[Stored data entries]
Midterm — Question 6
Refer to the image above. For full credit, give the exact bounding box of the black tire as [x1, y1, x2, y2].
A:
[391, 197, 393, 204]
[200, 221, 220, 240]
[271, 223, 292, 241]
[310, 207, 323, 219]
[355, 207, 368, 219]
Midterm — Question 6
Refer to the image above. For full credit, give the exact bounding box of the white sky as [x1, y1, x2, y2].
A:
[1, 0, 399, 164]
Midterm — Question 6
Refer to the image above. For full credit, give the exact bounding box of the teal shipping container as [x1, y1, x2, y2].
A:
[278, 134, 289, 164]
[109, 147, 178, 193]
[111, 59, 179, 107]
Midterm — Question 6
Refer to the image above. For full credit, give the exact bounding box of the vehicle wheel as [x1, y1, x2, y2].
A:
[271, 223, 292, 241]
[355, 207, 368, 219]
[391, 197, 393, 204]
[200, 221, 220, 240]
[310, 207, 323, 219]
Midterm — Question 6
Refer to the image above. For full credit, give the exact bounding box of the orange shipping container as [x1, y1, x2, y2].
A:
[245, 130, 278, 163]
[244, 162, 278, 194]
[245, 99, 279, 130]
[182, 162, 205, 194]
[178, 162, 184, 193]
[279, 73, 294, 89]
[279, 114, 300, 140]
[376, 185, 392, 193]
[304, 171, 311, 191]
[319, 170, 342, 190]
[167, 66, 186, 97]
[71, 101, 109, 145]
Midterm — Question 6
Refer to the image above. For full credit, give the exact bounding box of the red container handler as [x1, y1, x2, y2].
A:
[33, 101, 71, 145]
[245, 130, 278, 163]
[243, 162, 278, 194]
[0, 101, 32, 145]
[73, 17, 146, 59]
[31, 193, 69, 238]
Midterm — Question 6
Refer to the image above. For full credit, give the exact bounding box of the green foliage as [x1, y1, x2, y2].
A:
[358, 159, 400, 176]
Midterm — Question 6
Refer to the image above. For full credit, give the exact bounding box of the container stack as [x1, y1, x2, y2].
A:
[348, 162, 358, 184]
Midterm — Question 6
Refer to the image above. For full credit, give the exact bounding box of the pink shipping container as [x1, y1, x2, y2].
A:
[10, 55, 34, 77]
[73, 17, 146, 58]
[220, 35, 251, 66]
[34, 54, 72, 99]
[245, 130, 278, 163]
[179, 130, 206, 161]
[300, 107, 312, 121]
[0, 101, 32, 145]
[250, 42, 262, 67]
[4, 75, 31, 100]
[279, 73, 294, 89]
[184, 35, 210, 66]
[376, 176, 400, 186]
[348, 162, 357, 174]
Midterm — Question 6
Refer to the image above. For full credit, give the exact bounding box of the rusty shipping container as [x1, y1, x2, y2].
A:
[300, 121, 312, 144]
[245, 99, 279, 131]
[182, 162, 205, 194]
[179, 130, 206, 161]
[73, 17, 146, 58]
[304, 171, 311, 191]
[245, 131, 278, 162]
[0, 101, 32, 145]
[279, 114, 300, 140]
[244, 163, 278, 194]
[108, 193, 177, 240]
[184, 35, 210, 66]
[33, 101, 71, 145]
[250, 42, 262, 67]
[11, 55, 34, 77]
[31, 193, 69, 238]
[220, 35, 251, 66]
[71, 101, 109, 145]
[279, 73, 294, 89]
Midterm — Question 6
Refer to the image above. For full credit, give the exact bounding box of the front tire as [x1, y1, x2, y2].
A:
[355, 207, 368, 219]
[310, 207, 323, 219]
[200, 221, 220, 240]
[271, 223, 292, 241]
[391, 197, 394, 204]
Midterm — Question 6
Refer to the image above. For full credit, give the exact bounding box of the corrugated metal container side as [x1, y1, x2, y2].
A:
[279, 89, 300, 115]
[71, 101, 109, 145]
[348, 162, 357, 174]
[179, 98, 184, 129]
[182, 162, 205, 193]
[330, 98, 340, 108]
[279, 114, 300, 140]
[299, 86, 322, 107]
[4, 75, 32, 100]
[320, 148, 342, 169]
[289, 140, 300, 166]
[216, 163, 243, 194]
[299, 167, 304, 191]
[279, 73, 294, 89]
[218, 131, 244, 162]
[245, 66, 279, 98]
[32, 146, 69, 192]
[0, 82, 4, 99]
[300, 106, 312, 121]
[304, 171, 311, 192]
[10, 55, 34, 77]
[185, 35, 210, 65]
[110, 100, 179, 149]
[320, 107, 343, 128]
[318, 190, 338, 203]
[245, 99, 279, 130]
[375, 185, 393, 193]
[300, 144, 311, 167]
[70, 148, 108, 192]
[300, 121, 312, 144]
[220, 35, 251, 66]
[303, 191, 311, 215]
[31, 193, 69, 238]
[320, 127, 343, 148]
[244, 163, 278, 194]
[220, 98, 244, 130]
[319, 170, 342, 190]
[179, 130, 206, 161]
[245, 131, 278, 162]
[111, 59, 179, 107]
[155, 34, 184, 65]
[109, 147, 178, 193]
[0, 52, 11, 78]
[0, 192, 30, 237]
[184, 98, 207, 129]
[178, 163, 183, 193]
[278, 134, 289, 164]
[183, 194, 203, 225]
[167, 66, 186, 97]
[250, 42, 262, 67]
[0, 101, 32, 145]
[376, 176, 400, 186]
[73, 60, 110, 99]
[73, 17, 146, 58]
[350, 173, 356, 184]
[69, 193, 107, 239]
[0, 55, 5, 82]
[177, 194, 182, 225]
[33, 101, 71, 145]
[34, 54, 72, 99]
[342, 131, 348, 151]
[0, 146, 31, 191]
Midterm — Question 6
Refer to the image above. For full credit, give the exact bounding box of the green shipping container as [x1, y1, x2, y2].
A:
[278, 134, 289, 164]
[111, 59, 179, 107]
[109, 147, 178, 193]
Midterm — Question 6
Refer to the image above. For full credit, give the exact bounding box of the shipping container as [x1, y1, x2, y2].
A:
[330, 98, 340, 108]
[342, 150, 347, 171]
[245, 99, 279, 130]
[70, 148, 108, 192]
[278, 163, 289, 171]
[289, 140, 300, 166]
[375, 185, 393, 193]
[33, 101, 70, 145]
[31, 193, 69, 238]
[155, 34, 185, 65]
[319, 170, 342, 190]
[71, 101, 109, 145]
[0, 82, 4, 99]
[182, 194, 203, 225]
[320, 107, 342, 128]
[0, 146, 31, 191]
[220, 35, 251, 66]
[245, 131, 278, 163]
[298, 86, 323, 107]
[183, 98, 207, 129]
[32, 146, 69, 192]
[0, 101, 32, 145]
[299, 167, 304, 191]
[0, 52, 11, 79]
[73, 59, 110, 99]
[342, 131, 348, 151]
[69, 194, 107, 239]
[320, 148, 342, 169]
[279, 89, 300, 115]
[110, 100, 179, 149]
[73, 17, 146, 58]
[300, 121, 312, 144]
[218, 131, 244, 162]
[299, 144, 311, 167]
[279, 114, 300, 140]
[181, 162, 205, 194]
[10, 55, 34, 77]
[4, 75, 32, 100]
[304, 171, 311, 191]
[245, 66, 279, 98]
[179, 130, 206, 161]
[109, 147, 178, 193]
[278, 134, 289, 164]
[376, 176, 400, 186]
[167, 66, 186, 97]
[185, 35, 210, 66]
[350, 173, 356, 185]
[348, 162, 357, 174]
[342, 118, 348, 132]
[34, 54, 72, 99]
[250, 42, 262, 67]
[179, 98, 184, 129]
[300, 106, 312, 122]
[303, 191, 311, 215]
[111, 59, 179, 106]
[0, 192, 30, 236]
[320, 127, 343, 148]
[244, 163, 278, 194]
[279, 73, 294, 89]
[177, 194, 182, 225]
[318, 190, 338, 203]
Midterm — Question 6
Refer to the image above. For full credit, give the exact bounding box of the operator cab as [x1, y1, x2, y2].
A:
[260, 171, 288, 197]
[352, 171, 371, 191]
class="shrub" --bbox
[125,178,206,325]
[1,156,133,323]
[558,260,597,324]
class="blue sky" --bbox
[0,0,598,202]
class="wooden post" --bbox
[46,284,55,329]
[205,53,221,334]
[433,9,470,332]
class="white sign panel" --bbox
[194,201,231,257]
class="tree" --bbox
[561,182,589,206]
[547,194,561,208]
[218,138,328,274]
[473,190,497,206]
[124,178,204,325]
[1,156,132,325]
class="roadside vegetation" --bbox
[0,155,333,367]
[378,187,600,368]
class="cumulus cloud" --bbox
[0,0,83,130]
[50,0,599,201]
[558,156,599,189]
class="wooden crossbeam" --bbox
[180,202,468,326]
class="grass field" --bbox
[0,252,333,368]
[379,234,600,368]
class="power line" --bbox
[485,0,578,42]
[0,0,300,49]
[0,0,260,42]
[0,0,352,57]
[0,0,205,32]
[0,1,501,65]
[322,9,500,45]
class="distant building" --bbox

• _Task statement_
The required output is each line of the entries that contains the word "tire".

• _Task output_
Refer to the image above. For full credit, give the exact bounding box of the black tire as [x1, y1, x2, y2].
Refer to the image above. For full credit, give the exact bounding box of the front tire as [x1, y1, x2, y2].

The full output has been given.